§ Data supplied
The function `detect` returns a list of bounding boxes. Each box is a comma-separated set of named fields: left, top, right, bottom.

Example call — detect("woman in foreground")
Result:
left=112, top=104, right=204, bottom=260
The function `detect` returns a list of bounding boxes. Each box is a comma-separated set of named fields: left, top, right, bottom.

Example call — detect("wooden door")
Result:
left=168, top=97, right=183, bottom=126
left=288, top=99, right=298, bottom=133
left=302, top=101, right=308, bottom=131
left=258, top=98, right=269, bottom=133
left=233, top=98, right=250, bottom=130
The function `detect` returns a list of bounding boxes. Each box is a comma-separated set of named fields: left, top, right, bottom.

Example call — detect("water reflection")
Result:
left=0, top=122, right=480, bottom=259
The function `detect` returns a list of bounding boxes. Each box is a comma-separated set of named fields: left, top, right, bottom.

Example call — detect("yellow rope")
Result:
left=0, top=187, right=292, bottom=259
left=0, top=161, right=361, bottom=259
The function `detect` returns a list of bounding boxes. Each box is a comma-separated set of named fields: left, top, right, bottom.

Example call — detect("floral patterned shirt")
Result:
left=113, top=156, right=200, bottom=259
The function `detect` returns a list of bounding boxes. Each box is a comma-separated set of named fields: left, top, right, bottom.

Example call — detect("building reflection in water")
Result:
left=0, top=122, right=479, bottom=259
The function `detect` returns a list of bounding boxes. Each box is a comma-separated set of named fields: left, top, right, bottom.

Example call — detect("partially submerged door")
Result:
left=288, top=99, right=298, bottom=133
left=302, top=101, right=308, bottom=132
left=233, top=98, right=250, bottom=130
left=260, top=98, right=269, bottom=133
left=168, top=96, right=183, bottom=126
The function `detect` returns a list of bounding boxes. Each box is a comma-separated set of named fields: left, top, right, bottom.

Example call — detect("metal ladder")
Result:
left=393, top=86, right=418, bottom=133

§ Stated exercise
Nothing in the data may differ; print all of it exactly as written.

§ Complete response
The function `detect` returns a list of bounding boxes. Each box is a comma-separated set of named fields: left, top, right, bottom.

Example call — detect("woman in foreground")
Result:
left=112, top=104, right=204, bottom=260
The function `detect` returns a list of bounding boxes. Each box is a comma-separated set of named fields: left, top, right, bottom.

Example call — detect("wooden door")
Result:
left=168, top=97, right=183, bottom=126
left=288, top=99, right=298, bottom=133
left=302, top=101, right=308, bottom=131
left=258, top=98, right=269, bottom=133
left=233, top=98, right=250, bottom=130
The function `detect` returns a list of bounding boxes. Each box is a comma-separated set of named fields: left, top, right, bottom.

Example call — detect("water reflection")
Result:
left=0, top=122, right=480, bottom=259
The function `detect` returns a list of bounding boxes. Each box is a comma-separated set of named fields: left, top, right, bottom.

Example call — detect("yellow rope")
Result:
left=0, top=187, right=292, bottom=259
left=0, top=161, right=361, bottom=259
The function `detect` returns a list of bounding boxes. Each box is a comma-separated set of named fields: left, top, right, bottom.

Example call — detect("floral patterned shirt")
Result:
left=113, top=156, right=200, bottom=259
The function `detect` returns a list of bounding boxes. Each box is a comma-separated set of named fields: left, top, right, bottom.

Example call — detect("building reflection in water")
Result:
left=0, top=122, right=479, bottom=259
The function `detect` returns a list of bounding boxes. Each box is a comma-separated set of named fields: left, top, right, bottom.

Example call — detect("partially submerged door")
Result:
left=288, top=99, right=298, bottom=133
left=302, top=101, right=308, bottom=132
left=233, top=98, right=250, bottom=130
left=260, top=98, right=269, bottom=133
left=168, top=96, right=183, bottom=126
The function `detect` returns a list of bounding boxes. Each box is a comma-separated set of named fields: left, top, right, bottom.

Example call — detect("metal ladder")
Result:
left=393, top=86, right=418, bottom=133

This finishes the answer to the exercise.